**Task to carry out**
Resume the passage below on the legacy of the film Flashdance, continuing from its last sentence.

The film is recognized by American Film Institute in these lists:
- 2004: AFI's 100 Years...100 Songs:
  - "Flashdance... What a Feeling" – #55

==Legacy==

There were discussions about a sequel, but the film was never made. Beals turned down an offer to appear in a sequel, saying: "I've never been drawn to something by virtue of how rich or famous it will make me. I turned down so much money, and my agents were just losing their minds."

In March 2001, a Broadway musical version was proposed with new songs by Giorgio Moroder, but failed to materialize. In July 2008, a stage musical adaptation Flashdance The Musical premiered at the Theatre Royal in Plymouth, England. The book is co-written by Tom Hedley, who created the story outline for the original film, and the choreography is by Arlene Phillips.

In October 2020, Paramount announced plans to reboot the film as a TV series for Paramount+.

Jennifer Beals' performance started her reputation as a lesbian icon.

===Connection to MTV===
Flashdance is not a musical in the traditional sense as none of the characters sing or dance, but rather the songs are presented in the style of self-contained music videos. Its success has been attributed in part to the 1981 launch of the cable channel MTV (Music Television) since it was the first feature film to exploit the new popularity of music videos effectively. By excerpting segments of the film and running them as music videos on MTV, the studio benefited from extensive free promotion, establishing the new medium as an important marketing tool for films. In the mid-1980s, it became common to release a music video to promote a major motion picture, even if the film was not especially suited for one.

**Record excerpts**
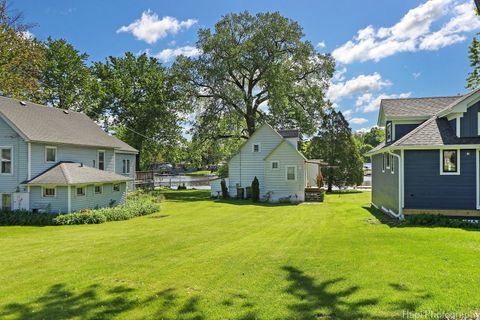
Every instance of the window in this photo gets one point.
(391, 163)
(274, 165)
(291, 173)
(6, 202)
(389, 131)
(450, 162)
(50, 154)
(49, 192)
(98, 189)
(101, 160)
(6, 167)
(81, 191)
(126, 166)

**Exercise answer**
==Legal action==
===Suit against the filmmakers===
Flashdance was inspired by the real-life story of Maureen Marder, a construction worker by day and dancer by night at Gimlets, a Toronto strip club. Like Alex Owens in the film, she aspired to enroll in a prestigious dance school. Tom Hedley wrote the original story outline for Flashdance, and on December 6, 1982, Marder signed a release document giving Paramount Pictures the right to portray her life story on screen, for which she was given a one-off payment of $2,300. Flashdance is estimated to have grossed more than $200 million worldwide. In June 2006, the U.S. Court of Appeals for the Ninth Circuit in San Francisco affirmed a lower court's ruling that Marder gave up her rights to the film when she signed the release document in 1982. The panel of three judges stated in its ruling: "Though in hindsight the agreement appears to be unfair to Marder—she only received $2,300 in exchange for a release of all claims relating to a movie that grossed over $150 million—there is simply no evidence that her consent was obtained by fraud, deception, misrepresentation, duress or undue influence." The court also noted that Marder's attorney had been present when she signed the document.

===Suit against Jennifer Lopez and filmmakers over music video===
In 2003, following the use of dance routines from the film by Jennifer Lopez in her music video "I'm Glad" (directed by David LaChapelle), Marder sued Lopez, Sony Corporation (the makers of the music video) and Paramount in an attempt to gain a copyright interest in the film. Although Lopez argued that her video for "I'm Glad" was intended as a tribute to Flashdance, Sony settled a copyright infringement lawsuit out of court for the use of dance routines and other story material from the film in the video.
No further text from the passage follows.